Reproduce the material in full, unchanged.

----- Supplied data

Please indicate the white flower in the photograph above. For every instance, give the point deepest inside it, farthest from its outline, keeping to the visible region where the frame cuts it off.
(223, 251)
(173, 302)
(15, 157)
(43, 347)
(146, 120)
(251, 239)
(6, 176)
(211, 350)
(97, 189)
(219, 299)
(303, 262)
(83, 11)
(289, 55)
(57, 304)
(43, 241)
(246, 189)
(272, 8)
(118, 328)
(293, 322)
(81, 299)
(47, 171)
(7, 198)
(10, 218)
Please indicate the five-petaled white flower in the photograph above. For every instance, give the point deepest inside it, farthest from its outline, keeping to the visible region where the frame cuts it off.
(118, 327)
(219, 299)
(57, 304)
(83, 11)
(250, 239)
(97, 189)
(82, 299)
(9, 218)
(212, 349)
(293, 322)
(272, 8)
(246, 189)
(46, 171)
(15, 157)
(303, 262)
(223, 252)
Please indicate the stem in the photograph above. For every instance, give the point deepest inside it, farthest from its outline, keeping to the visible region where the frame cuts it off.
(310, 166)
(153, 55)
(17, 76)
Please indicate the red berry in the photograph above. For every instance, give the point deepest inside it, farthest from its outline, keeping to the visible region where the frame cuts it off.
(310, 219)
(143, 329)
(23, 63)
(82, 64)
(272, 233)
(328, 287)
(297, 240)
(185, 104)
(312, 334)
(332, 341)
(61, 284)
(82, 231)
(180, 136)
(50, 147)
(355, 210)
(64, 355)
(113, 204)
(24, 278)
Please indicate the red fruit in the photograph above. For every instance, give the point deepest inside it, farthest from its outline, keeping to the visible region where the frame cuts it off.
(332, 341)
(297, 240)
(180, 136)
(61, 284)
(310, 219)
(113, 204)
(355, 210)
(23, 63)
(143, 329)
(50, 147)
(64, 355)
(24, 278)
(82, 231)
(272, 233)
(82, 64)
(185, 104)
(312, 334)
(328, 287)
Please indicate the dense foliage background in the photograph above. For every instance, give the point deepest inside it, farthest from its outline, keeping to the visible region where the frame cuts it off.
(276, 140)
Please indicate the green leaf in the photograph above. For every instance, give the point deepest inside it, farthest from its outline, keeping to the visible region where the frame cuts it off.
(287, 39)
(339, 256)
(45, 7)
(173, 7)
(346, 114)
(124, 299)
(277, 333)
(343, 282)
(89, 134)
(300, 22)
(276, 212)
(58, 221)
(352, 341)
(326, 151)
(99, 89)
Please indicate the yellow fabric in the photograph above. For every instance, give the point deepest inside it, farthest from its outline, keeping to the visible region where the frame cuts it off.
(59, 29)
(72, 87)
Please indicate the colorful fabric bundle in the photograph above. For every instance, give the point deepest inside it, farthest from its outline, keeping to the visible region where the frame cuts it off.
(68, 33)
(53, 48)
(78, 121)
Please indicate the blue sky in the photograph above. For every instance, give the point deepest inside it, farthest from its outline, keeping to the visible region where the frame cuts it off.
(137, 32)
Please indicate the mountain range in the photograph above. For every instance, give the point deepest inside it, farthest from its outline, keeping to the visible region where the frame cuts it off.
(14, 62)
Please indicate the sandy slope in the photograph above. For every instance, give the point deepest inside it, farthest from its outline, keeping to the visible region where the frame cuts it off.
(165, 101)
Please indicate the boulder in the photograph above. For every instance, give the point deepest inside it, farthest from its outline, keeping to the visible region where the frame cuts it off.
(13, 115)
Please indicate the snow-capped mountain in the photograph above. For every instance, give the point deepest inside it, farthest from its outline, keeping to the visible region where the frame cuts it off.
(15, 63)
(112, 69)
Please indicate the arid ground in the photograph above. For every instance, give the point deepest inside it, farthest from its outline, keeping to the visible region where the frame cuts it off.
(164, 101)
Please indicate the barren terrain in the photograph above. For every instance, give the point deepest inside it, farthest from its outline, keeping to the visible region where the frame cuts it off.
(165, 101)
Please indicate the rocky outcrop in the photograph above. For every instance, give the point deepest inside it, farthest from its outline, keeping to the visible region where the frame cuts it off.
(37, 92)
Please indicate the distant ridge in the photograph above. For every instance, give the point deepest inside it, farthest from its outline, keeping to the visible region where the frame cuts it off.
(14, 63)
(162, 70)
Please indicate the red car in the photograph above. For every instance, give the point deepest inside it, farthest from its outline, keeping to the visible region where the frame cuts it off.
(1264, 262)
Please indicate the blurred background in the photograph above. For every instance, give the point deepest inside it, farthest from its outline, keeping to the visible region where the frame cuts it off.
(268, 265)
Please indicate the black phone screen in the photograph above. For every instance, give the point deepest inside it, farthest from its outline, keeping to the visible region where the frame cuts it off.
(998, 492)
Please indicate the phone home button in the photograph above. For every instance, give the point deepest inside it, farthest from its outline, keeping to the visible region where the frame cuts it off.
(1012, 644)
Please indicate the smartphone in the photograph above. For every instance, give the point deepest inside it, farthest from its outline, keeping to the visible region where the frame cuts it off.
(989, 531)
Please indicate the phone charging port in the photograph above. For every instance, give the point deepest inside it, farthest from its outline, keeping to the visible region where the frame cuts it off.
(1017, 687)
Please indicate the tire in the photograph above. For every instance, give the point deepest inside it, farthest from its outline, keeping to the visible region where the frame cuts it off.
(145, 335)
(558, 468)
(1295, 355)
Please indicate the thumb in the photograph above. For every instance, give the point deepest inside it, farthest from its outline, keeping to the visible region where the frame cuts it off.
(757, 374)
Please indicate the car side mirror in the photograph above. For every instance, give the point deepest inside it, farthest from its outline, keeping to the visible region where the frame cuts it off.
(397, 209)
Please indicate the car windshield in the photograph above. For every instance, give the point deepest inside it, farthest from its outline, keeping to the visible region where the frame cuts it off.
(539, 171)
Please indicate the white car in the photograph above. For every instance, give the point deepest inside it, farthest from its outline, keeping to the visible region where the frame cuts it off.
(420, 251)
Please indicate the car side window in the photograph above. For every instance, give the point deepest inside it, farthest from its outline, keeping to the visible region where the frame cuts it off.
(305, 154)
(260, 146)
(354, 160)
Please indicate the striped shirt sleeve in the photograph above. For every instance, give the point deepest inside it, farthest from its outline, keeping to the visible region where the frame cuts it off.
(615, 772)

----------

(Task answer)
Please indicate the white flower in the photograph above. For every instance, give the point deepest inside it, farthest from its outline, keeping to the visible region where the frame cuts it off.
(223, 251)
(173, 302)
(15, 157)
(43, 347)
(146, 120)
(251, 239)
(6, 176)
(211, 350)
(97, 189)
(219, 299)
(303, 262)
(83, 11)
(289, 55)
(57, 304)
(43, 241)
(246, 189)
(272, 8)
(118, 328)
(293, 322)
(81, 299)
(47, 171)
(7, 198)
(10, 218)
Please indicate the five-petaled white flower in the photograph above. For every instance, give the point deepest inside it, farthest from its outline, keeping to the visible region where the frame cuts it off.
(118, 327)
(219, 299)
(57, 304)
(83, 11)
(250, 239)
(97, 189)
(82, 299)
(9, 218)
(212, 349)
(293, 322)
(272, 8)
(246, 189)
(46, 171)
(15, 157)
(303, 262)
(223, 252)
Please indicate the stem in the photograph above. For every instance, give the point deepest inside it, farthest from its outline, keeping to the visible region where the frame cuts it off.
(310, 166)
(153, 55)
(17, 76)
Please indicate the red berry in the photograph above. For every instance, give the point deepest inside it, farthest from its outline, keeping to the visible region where the frame cuts it off.
(310, 219)
(143, 329)
(23, 63)
(82, 64)
(272, 233)
(328, 287)
(297, 240)
(185, 104)
(312, 334)
(332, 341)
(61, 284)
(82, 231)
(180, 136)
(50, 147)
(355, 210)
(64, 355)
(113, 204)
(24, 278)
Please indicate the red fruit in the photograph above. For every instance, give the point deepest inside it, farthest from its outline, keeping to the visible region where the frame cuts it off.
(332, 341)
(297, 240)
(180, 136)
(61, 284)
(310, 219)
(113, 204)
(355, 210)
(23, 63)
(143, 329)
(50, 147)
(64, 355)
(24, 278)
(82, 231)
(272, 233)
(82, 64)
(185, 104)
(312, 334)
(328, 287)
Please indicate the dense foliage background in the photograph above. For every instance, give the point deepest inside it, farthest from its outline, keeping to the visible region where the frame cuts it off.
(276, 140)
Please indicate the green leaf in the photograph above. For every instance, give the point deepest inside it, farthest from its outline, keeping to the visible region where the frame cuts it off.
(287, 39)
(339, 256)
(45, 7)
(173, 7)
(346, 114)
(124, 299)
(277, 333)
(343, 282)
(89, 134)
(300, 22)
(276, 212)
(58, 221)
(352, 341)
(326, 151)
(99, 89)
Please indicate the yellow fabric in the photograph above. For every instance, give the point deepest inside it, farthest from its outline, keeping to the visible region where the frame cuts it off.
(59, 29)
(72, 87)
Please indicate the colorful fabric bundle in the photograph above. For every instance, give the point deepest inside it, farthest from its outline, keeping to the visible region where the frame cuts it off.
(68, 33)
(53, 48)
(78, 121)
Please indicate the blue sky in the photograph above. For every instance, give the point deepest inside it, farthest from its outline, keeping to the visible region where the frame cuts it off.
(137, 32)
Please indicate the mountain range in the photograph above. For every instance, give the point deepest inside it, farthest from its outline, keeping to the visible region where the frame cuts it off.
(14, 62)
Please indicate the sandy slope in the photograph above. For every instance, give the point deepest inside it, farthest from its outline, keeping to the visible region where the frame cuts it off.
(165, 101)
Please indicate the boulder in the photograph above. For every instance, give the point deepest inside it, farthest from its outline, keeping to the visible region where the frame cuts it off.
(13, 115)
Please indicate the snow-capped mountain in the photograph above. For every instance, give the point deepest inside it, farthest from its outline, keeping to the visible region where the frame cuts it off.
(15, 63)
(112, 69)
Please indicate the arid ground in the photograph above. For every instance, give the point deepest inside it, farthest from its outline, keeping to the visible region where the frame cuts it off.
(164, 101)
Please indicate the barren terrain in the photograph above. For every instance, give the point deepest inside it, farthest from its outline, keeping to the visible region where the frame cuts it off.
(165, 101)
Please indicate the rocky outcrop in the photograph above. For every instance, give the point deepest inside it, farthest from its outline, keeping to the visible region where the frame cuts it off.
(37, 92)
Please indicate the distant ridge in the photograph above. For every instance, give the point deepest inside it, farthest from its outline, keeping to the visible region where the frame cuts it off.
(14, 63)
(162, 70)
Please indicate the red car in the photograph above. For every instance, give the point deepest inside it, farthest from its outline, keeping to the visible region where the frame cuts it off.
(1264, 262)
Please indicate the blurred background in the photograph above. For every instance, give the point deepest inside it, farthest from its outline, keeping to the visible region where the frame cuts it off.
(268, 265)
Please indicate the black phone screen in the photograph above. For every instance, give the point deepest inside it, farthest from its outline, keeping to the visible region where the frame cuts it off.
(998, 492)
Please indicate the phone home button in the photograph above. For every instance, give the point deepest inside it, farthest from its outline, keeping to the visible region where the frame cuts it off.
(1012, 644)
Please indicate the smartphone in the photograph above. For every instance, give the point deepest inside it, farthest from its outline, keeping to the visible region where the frame cuts it off.
(989, 531)
Please indicate the phone charging port in the photograph above. For every instance, give the point deepest inside it, farthest from its outline, keeping to the visible region where the frame cuts it off.
(1017, 687)
Please indicate the tire in the photograph above. For every instance, give the point deepest inside it, farthest from its outline, keeping to the visible region where the frame cuts it off.
(145, 335)
(558, 468)
(1295, 355)
Please indicate the thumb in the photograph above. For every instance, give the point deepest inside it, farthest from its outline, keeping to the visible region where the frame cuts it off.
(757, 374)
Please indicate the car side mirror in the photograph above. For every instance, give the point deepest inside it, farthest from its outline, keeping to the visible region where the frame cuts it off.
(397, 209)
Please indicate the car windshield in the photograph above. For every instance, give the point deepest inside it, farthest from its outline, keeping to the visible region where the frame cuts it off.
(539, 171)
Please indicate the white car in the photograph above. For every instance, give the point deepest inside it, farthest from its outline, keeping to the visible region where the frame cuts it off.
(420, 251)
Please indicate the car side window in the photograph above. For every instance, give the point deepest inside it, farthest from its outline, keeping to the visible region where the frame cuts it off.
(305, 154)
(260, 146)
(354, 160)
Please indicate the striped shirt sleeve in the photograph above. For every instance, give the point deepest inside it, farthest from its outline, keeping to the visible region where the frame cuts it off.
(615, 772)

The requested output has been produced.